■ **Selected extract**
:::

They will be there for the music, and for the "folk festival vibe."

For most, if the weather's good and the bands are interesting, that's all that matters. Plus, for the first time ever, you'll be able to buy a beer there.

But for the small staff and board of directors who organize the festival, this weekend is the test of their efforts to create a socially responsible but financially sound event.

Previous incarnations of the Vancouver festival accumulated a substantial debt, and although it has been operating with a balanced budget for a few years now, that burden makes every year count.

"I think we're in a better shape now than we've been for a number of years," says the current chair of the board of directors, Lucas Schuller. "But the difficulty is it's still a year-to-year thing and one bad year would undo all of that work."

It hasn't helped that the festival management has seen considerable turnover.

Although he calls himself a "child of the festival," having attended every year since he was an infant, Schuller only got involved with the board this January. He said a lack of effective transition plans has caused a lot of difficulty.

"Since I've been around, so far we've been pretty much trying to react and keep up, which is not the best place to be in," he said.

He hopes that this year the festival will be able to keep most of the same organizers and therefore "be able to actually plan in the off-season and be ahead of it next year rather than behind. Generally speaking, in recent history we've been kind of flying by the seat of our pants."

'Gentle' sponsors sought

New directors and new staff have created an environment for new revenue sources and other changes to the way the festival does business. But in doing so, they are always cautious not to offend long-time festival fans.

"This festival has been loved by many people in this city, and people outside of the city," said artistic director Linda Tanaka, who joined the festival last year. "They take ownership and pride in the festival, and people don't want to see a lot of changes."

But at the same time, she said, some changes are needed, particularly on the financial side of the festival.

"What I think the business end needs is a little more sponsorship -- but just kind of 'gentle' sponsors that are not blasting the audience," she said, "because it really hasn't been a festival with a lot of commercialism there."

Schuller agreed: "In places where it makes sense for both organizations, I don't think there's a problem with partnering with a for-profit company, although that used to be something that people weren't supportive of.

"But we don't have a big company sponsoring the main stage, and I don't think that's going to change."

A tempest in a beer cup

One change that regular festival-goers will notice this year is the addition of beer and wine sales, albeit restricted to a small licensed beer garden area near the main stage.

:::

■ **Input for this task**
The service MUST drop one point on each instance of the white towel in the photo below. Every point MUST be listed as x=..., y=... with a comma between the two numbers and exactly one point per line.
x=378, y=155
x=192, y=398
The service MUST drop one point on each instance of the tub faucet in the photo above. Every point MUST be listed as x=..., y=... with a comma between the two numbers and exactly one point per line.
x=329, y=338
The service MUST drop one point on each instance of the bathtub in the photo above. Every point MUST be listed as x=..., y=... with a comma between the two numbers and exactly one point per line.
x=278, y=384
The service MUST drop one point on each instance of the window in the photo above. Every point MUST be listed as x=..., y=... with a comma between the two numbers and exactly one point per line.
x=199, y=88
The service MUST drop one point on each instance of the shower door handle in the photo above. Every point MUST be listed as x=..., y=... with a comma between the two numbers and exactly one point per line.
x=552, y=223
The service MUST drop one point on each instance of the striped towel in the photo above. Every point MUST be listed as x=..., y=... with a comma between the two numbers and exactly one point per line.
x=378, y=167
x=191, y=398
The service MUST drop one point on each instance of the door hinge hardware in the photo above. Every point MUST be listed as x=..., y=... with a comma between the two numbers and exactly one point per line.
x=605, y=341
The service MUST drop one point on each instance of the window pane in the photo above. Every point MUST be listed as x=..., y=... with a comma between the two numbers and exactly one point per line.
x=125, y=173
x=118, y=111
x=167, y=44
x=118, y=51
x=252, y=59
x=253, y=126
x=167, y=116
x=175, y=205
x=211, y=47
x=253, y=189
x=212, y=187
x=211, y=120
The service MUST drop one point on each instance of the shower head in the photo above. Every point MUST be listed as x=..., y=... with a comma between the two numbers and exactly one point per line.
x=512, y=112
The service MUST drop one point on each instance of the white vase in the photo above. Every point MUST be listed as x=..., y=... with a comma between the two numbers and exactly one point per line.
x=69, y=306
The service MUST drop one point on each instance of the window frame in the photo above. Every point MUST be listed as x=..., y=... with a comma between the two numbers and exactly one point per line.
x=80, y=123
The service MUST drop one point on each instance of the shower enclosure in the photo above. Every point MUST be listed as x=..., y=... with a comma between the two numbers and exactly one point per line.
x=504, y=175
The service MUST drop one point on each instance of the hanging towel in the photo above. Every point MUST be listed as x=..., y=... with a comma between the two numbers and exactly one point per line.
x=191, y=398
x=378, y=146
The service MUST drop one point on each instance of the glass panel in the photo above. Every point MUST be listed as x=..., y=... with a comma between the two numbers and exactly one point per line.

:::

■ **Task requirements**
1 – Summarize the festival article in two sentences.
2 – In the rows, change "striped towel" to "checkered towel" from the line containing "the window in" through the line containing "x=211, y=120", leaving everything else in those lines unchanged. Give only those lines.

■ **Answers to the exercises**
1 – The Vancouver festival still carries a substantial debt from previous incarnations, so despite a few years of balanced budgets, its organizers see every year as a test of creating a socially responsible but financially sound event, a task made harder by considerable turnover in management. Wary of offending long-time fans, they want only "gentle" sponsors that do not blast the audience, and this year they have added beer and wine sales in a small licensed beer garden near the main stage.

2 –
The service MUST drop one point on each instance of the window in the photo above. Every point MUST be listed as x=..., y=... with a comma between the two numbers and exactly one point per line.
x=199, y=88
The service MUST drop one point on each instance of the shower door handle in the photo above. Every point MUST be listed as x=..., y=... with a comma between the two numbers and exactly one point per line.
x=552, y=223
The service MUST drop one point on each instance of the checkered towel in the photo above. Every point MUST be listed as x=..., y=... with a comma between the two numbers and exactly one point per line.
x=378, y=167
x=191, y=398
The service MUST drop one point on each instance of the door hinge hardware in the photo above. Every point MUST be listed as x=..., y=... with a comma between the two numbers and exactly one point per line.
x=605, y=341
The service MUST drop one point on each instance of the window pane in the photo above. Every point MUST be listed as x=..., y=... with a comma between the two numbers and exactly one point per line.
x=125, y=173
x=118, y=111
x=167, y=44
x=118, y=51
x=252, y=59
x=253, y=126
x=167, y=116
x=175, y=205
x=211, y=47
x=253, y=189
x=212, y=187
x=211, y=120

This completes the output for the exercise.